• **Provided material**
[BEGIN]

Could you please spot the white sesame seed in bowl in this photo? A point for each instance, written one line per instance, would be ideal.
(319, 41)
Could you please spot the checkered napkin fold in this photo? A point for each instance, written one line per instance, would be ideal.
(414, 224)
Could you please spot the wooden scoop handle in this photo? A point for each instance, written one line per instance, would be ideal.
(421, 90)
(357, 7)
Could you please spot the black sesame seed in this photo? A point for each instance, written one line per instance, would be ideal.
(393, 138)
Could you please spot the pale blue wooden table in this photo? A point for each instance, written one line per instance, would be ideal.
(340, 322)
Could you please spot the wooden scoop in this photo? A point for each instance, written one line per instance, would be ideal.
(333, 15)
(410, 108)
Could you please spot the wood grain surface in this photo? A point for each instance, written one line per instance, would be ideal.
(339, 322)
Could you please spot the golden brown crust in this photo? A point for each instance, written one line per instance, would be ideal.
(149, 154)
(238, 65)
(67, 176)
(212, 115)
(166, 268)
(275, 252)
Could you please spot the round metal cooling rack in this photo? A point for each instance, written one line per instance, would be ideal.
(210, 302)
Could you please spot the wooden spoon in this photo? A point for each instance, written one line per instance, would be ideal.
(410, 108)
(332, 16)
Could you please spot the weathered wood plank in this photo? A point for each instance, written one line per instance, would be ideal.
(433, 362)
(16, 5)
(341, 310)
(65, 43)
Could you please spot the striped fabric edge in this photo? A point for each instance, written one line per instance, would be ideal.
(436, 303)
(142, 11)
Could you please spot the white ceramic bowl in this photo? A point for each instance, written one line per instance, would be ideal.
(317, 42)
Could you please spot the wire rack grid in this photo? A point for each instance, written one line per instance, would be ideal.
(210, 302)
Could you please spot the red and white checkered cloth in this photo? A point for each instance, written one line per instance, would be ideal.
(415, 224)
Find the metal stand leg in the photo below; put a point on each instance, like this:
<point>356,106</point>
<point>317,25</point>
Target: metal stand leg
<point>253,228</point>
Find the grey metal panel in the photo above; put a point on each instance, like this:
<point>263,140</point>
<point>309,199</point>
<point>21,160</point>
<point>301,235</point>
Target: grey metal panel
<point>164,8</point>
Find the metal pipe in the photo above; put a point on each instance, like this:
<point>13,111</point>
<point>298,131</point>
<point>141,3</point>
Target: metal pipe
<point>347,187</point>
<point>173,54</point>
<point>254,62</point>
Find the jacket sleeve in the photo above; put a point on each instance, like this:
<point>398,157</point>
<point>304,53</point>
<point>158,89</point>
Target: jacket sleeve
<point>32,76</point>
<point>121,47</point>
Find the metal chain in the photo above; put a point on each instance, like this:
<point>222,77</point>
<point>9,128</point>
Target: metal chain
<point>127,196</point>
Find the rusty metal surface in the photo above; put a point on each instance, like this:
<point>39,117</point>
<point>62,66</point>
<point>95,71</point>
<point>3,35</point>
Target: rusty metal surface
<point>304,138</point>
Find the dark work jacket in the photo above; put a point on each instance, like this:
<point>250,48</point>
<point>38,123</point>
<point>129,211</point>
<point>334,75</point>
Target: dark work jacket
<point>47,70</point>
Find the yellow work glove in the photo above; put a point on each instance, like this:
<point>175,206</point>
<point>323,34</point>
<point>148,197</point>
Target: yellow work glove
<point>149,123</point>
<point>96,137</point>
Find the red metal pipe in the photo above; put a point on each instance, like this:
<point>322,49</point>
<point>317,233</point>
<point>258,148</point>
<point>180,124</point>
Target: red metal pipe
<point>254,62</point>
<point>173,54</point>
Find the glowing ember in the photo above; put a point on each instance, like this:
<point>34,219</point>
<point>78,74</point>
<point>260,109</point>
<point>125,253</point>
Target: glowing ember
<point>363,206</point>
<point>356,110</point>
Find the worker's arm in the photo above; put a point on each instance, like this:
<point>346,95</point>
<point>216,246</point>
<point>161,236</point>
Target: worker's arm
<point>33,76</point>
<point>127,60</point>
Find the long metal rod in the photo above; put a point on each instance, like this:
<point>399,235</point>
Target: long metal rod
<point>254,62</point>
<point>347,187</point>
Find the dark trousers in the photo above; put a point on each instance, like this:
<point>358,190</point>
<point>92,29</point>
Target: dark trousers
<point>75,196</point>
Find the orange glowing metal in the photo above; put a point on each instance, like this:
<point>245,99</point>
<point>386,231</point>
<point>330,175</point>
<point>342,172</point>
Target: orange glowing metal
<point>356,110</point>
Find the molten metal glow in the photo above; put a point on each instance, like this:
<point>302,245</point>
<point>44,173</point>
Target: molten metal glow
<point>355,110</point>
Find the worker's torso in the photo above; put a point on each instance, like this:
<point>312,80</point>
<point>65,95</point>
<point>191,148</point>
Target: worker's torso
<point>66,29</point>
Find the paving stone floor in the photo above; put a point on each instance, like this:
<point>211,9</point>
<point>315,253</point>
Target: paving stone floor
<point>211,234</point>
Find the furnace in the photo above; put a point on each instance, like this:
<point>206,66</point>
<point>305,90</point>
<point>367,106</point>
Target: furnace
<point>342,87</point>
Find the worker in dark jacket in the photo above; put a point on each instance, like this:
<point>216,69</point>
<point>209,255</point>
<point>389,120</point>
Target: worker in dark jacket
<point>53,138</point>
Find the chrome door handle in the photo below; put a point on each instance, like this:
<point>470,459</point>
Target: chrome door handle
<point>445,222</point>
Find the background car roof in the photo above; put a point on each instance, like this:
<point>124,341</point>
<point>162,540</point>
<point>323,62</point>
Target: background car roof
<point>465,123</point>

[END]

• **Task directions**
Please format all of the data above as a JSON list of strings, with one string for each line and blank lines left out.

• **Answer in full**
[
  "Could you please spot the white sesame seed in bowl in this photo? A point for each instance, written one line per instance, would be ideal.",
  "(319, 41)",
  "Could you please spot the checkered napkin fold in this photo? A point for each instance, written one line per instance, would be ideal.",
  "(414, 224)",
  "Could you please spot the wooden scoop handle in this photo? A point for each instance, written one line per instance, would be ideal.",
  "(421, 90)",
  "(357, 7)",
  "Could you please spot the black sesame seed in this photo? A point for each instance, written one line per instance, would be ideal.",
  "(393, 138)",
  "Could you please spot the pale blue wooden table in this photo? A point for each instance, written one line per instance, would be ideal.",
  "(340, 322)",
  "Could you please spot the wooden scoop in this photo? A point for each instance, written one line per instance, would be ideal.",
  "(333, 15)",
  "(410, 108)",
  "Could you please spot the wood grain surface in this photo? A point for each instance, written one line per instance, would be ideal.",
  "(339, 322)",
  "Could you please spot the golden brown crust in this photo? A point for each instance, written one line per instance, would be ideal.",
  "(149, 154)",
  "(238, 65)",
  "(67, 176)",
  "(212, 115)",
  "(166, 268)",
  "(275, 252)",
  "Could you please spot the round metal cooling rack in this photo? A point for each instance, written one line per instance, would be ideal.",
  "(210, 302)",
  "Could you please spot the wooden spoon in this photo? A point for each instance, written one line per instance, would be ideal.",
  "(410, 108)",
  "(332, 16)",
  "Could you please spot the weathered wood plank in this photo? A point for each instance, written one line per instance, would be ideal.",
  "(433, 362)",
  "(16, 5)",
  "(341, 310)",
  "(65, 43)",
  "Could you please spot the striped fabric edge in this photo? A point for each instance, written one line per instance, would be ideal.",
  "(436, 303)",
  "(142, 11)",
  "Could you please spot the white ceramic bowl in this photo? A point for each instance, written one line per instance, would be ideal.",
  "(317, 42)",
  "Could you please spot the wire rack grid in this photo? A point for each instance, written one line per instance, would be ideal.",
  "(210, 302)",
  "Could you please spot the red and white checkered cloth in this photo? A point for each instance, written one line per instance, would be ideal.",
  "(415, 224)",
  "Find the metal stand leg in the photo below; put a point on each instance, like this:",
  "<point>356,106</point>",
  "<point>317,25</point>",
  "Target: metal stand leg",
  "<point>253,228</point>",
  "Find the grey metal panel in the photo above; put a point on each instance, like this:",
  "<point>263,140</point>",
  "<point>309,199</point>",
  "<point>21,160</point>",
  "<point>301,235</point>",
  "Target: grey metal panel",
  "<point>164,8</point>",
  "Find the metal pipe in the photo above; put a point on each instance, like this:",
  "<point>13,111</point>",
  "<point>298,131</point>",
  "<point>141,3</point>",
  "Target: metal pipe",
  "<point>347,187</point>",
  "<point>173,54</point>",
  "<point>254,62</point>",
  "Find the jacket sleeve in the photo above; put a point on each instance, like this:",
  "<point>398,157</point>",
  "<point>304,53</point>",
  "<point>158,89</point>",
  "Target: jacket sleeve",
  "<point>32,76</point>",
  "<point>121,47</point>",
  "Find the metal chain in the photo above; put a point on each instance, like this:",
  "<point>222,77</point>",
  "<point>9,128</point>",
  "Target: metal chain",
  "<point>127,196</point>",
  "Find the rusty metal surface in the photo above; put a point on each instance, like this:",
  "<point>39,117</point>",
  "<point>62,66</point>",
  "<point>95,71</point>",
  "<point>3,35</point>",
  "Target: rusty metal surface",
  "<point>304,138</point>",
  "Find the dark work jacket in the photo above; put a point on each instance, like this:",
  "<point>250,48</point>",
  "<point>38,123</point>",
  "<point>129,211</point>",
  "<point>334,75</point>",
  "Target: dark work jacket",
  "<point>47,70</point>",
  "Find the yellow work glove in the photo above; put a point on each instance, like this:",
  "<point>175,206</point>",
  "<point>323,34</point>",
  "<point>148,197</point>",
  "Target: yellow work glove",
  "<point>149,123</point>",
  "<point>96,137</point>",
  "Find the red metal pipe in the photo above; put a point on each instance, like this:",
  "<point>322,49</point>",
  "<point>317,233</point>",
  "<point>258,148</point>",
  "<point>180,124</point>",
  "Target: red metal pipe",
  "<point>254,62</point>",
  "<point>173,54</point>",
  "Find the glowing ember in the photo above; put a point on each instance, like this:",
  "<point>34,219</point>",
  "<point>78,74</point>",
  "<point>260,109</point>",
  "<point>125,253</point>",
  "Target: glowing ember",
  "<point>363,206</point>",
  "<point>356,110</point>",
  "Find the worker's arm in the photo above; put a point on each instance, like this:",
  "<point>346,95</point>",
  "<point>216,246</point>",
  "<point>161,236</point>",
  "Target: worker's arm",
  "<point>33,76</point>",
  "<point>127,60</point>",
  "Find the long metal rod in the photo above; put a point on each instance, like this:",
  "<point>399,235</point>",
  "Target: long metal rod",
  "<point>254,62</point>",
  "<point>347,187</point>",
  "Find the dark trousers in the photo above; put a point on each instance, like this:",
  "<point>358,190</point>",
  "<point>92,29</point>",
  "Target: dark trousers",
  "<point>75,196</point>",
  "Find the orange glowing metal in the photo above; put a point on each instance, like this:",
  "<point>245,99</point>",
  "<point>386,231</point>",
  "<point>330,175</point>",
  "<point>342,172</point>",
  "Target: orange glowing metal",
  "<point>356,110</point>",
  "Find the molten metal glow in the photo above; put a point on each instance, like this:",
  "<point>302,245</point>",
  "<point>44,173</point>",
  "Target: molten metal glow",
  "<point>355,110</point>",
  "Find the worker's torso in the photo above; put a point on each instance, like this:",
  "<point>312,80</point>",
  "<point>65,95</point>",
  "<point>191,148</point>",
  "Target: worker's torso",
  "<point>66,29</point>",
  "Find the paving stone floor in the photo above; put a point on each instance, like this:",
  "<point>211,9</point>",
  "<point>315,253</point>",
  "Target: paving stone floor",
  "<point>211,234</point>",
  "Find the furnace in the photo above; put a point on each instance, like this:",
  "<point>206,66</point>",
  "<point>305,90</point>",
  "<point>367,106</point>",
  "Target: furnace",
  "<point>342,87</point>",
  "Find the worker in dark jacket in the photo above; put a point on each instance, like this:",
  "<point>216,69</point>",
  "<point>209,255</point>",
  "<point>389,120</point>",
  "Target: worker in dark jacket",
  "<point>53,138</point>",
  "Find the chrome door handle in the photo below; put a point on each instance, like this:",
  "<point>470,459</point>",
  "Target: chrome door handle",
  "<point>445,222</point>",
  "Find the background car roof in the photo above; put a point on each instance, like this:",
  "<point>124,341</point>",
  "<point>162,540</point>",
  "<point>323,62</point>",
  "Target: background car roof",
  "<point>465,123</point>"
]